*YOUR GOAL*.
Scan the lines below for "building"; report the number of lines that contain it, and only that.

*Records from a collection*.
== == ==

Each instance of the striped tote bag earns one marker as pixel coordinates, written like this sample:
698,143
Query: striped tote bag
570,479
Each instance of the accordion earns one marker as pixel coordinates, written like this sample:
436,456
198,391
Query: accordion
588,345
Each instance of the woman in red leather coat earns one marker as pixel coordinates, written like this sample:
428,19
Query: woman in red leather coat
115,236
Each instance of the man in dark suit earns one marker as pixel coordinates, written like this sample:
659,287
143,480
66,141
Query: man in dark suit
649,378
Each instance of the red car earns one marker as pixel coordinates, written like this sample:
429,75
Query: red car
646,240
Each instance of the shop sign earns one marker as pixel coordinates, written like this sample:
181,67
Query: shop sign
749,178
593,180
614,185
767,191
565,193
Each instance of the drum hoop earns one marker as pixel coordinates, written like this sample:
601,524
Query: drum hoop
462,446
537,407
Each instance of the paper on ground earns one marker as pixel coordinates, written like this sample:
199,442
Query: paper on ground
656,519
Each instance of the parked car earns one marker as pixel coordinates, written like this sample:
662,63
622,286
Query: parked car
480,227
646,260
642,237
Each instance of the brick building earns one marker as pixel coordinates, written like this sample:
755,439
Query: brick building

== == ==

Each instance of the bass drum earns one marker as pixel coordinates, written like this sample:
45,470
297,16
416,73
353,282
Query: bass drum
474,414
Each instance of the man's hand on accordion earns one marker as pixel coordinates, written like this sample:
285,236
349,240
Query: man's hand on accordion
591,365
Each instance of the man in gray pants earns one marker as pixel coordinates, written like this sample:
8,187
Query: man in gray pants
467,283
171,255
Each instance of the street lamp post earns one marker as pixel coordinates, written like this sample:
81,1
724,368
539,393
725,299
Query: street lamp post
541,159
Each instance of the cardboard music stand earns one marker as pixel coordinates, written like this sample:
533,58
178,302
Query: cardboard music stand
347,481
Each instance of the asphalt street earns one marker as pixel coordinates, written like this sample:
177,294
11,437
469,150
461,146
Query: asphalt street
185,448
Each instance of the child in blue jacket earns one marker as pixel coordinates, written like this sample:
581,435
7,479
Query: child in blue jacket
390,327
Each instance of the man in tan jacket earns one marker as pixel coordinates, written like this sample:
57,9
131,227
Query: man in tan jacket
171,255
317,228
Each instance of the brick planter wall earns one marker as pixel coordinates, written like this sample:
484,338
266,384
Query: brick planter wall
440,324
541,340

== == ==

*TASK ANSWER*.
2